___ Passage shown
Frequently the view is expressed in the UK that to be Christian one must be in favour having many services performed by the public sector of the economy. There are complaints that the coalition government is attempting to privatise the NHS, that the railways ought to be in public rather than private ownership, that gas and electricity ought to be private rather than public and so on.
Maybe some folks have short memories of just how bad things were before Margaret Thatcher’s government, when you had to go on a waiting list for up to six months to get a telephone, when trains were frequently late and the toilets in the carriages were more often blocked than working and bodies were piling up because local authority workers were striking and preventing funerals from taking place.
One area that I had always thought hitherto ought to be reserved for the public sector was that of regulating the providers of services, because of the need to be impartial and to be able to be fair towards all providers.
I have now read much of the Grand Jury Report into the case that is now the Kermit Gosnell murder trial in Pennsylvania. For those who have a strong stomach, it is in the Court of Common Pleas, First Judicial District of Philadelphia, Criminal Trial Division. It has the reference Misc 0009901-2008. For details of the bodies who could have prevented these tragedies continuing for so long look to pages 137 to 217
The details of what Dr. Gosnell did are gruesome enough, but what truly shocks is that the staff of the bodies set up to protect the public seemed so happy to let anything that happened happen without any need for them to involve themselves in monitoring what was happening. At least two women died at the hands of this doctor and there were several malpractice suits, but, with very few exceptions, none of the public servants whose duty to the residents of Philadelphia was to ensure the safety of the women who attended clinics like the Women’s Medical Society appear to have done anything other than stop investigations from taking place. Indeed the Grand Jury make the observation that nail salons were more regulated than such clinics.
______
___ Stored data
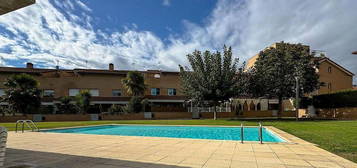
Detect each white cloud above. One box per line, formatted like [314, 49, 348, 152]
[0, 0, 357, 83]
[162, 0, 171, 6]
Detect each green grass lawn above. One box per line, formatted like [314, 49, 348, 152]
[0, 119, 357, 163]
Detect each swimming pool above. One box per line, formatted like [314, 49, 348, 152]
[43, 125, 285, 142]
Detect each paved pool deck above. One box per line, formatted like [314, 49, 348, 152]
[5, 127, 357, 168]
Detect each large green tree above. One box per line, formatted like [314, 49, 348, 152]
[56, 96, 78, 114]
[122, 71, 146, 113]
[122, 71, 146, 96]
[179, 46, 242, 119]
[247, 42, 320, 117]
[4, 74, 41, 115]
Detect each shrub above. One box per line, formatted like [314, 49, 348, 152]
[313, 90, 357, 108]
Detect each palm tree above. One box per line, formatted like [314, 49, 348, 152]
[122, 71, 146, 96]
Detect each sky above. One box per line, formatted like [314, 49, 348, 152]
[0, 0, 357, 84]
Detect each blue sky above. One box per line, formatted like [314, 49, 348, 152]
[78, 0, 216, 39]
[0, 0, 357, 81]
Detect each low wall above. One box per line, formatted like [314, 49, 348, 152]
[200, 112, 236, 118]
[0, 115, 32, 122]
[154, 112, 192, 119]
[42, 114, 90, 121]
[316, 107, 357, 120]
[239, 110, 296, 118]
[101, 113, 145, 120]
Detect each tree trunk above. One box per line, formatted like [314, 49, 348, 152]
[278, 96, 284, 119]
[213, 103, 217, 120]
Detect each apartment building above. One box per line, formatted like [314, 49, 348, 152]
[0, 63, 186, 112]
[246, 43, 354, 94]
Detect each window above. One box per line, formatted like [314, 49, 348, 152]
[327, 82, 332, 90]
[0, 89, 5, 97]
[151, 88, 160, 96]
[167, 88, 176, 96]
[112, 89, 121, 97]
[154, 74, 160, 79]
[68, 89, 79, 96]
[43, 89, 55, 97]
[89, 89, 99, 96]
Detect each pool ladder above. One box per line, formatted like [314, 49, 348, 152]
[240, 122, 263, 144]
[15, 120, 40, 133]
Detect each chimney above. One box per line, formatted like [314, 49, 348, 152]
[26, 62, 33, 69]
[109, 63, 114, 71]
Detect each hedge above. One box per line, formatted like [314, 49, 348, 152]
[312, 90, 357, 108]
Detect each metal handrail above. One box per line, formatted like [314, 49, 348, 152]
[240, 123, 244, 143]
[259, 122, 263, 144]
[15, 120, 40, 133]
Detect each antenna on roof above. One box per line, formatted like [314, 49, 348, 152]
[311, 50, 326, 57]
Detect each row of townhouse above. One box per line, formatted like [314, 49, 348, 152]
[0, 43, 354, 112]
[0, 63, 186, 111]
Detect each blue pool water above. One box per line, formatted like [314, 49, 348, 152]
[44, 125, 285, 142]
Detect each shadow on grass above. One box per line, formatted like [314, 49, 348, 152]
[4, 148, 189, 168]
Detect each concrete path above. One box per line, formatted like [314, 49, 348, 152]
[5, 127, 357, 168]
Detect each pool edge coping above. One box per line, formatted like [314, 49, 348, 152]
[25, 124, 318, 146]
______
___ Stored data
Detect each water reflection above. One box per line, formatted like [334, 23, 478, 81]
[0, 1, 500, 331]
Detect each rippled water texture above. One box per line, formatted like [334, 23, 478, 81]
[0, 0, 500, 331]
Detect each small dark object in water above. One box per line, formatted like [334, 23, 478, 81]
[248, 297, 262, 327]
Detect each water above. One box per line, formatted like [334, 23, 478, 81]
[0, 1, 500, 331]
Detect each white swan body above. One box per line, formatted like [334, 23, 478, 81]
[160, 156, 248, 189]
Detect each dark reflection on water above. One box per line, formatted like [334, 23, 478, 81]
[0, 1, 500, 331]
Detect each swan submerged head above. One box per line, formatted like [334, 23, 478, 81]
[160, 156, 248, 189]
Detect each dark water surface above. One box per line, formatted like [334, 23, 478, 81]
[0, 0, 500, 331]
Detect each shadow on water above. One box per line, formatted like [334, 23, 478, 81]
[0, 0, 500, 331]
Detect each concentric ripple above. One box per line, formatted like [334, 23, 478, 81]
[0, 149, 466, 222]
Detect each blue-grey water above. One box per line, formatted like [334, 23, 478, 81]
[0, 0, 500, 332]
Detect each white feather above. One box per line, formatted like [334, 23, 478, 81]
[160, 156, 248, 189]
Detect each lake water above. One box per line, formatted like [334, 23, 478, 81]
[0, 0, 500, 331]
______
> _Required tasks_:
1) In the first paragraph of the passage about the public sector and the Gosnell case, which services are named in the complaints about public versus private ownership?
2) Carry on the passage about the public sector and the Gosnell case with the next paragraph after its last sentence.
These items are separate material and have no connection to the passage about the public sector and the Gosnell case.

> _Answers for this exercise_:
1) The NHS, the railways, gas, and electricity.

2)
In the UK there is heard from business from time to time the complaint that regulations are boiler-plated and are tougher than they need be. In Philadelphia, we had a Department of Health senior manager telling members of staff that they should not co-operate with law enforcement operatives when they raided a clinic on the grounds that they believed it to be illegally and wrongfully a source of prescriptions for controlled drugs which were likely to be abused and had a high price on the black market. In Philadelphia, we had a Department fo State which regulated certain professions including medicine, and a Department of Health which was responsible for regulating clinics which did not cross check information with each other such that neither knew the extent to which the clinic was failing to comply with the rules or the frequency of complaints made against a medical practitioner or the amounts of damages that his malpractice insurance was paying out with what frequency. There was a tendency to have the bureaucracy produce opinions on how to administer the law based more on what the perceived views of the Governor were rather than on what the law required.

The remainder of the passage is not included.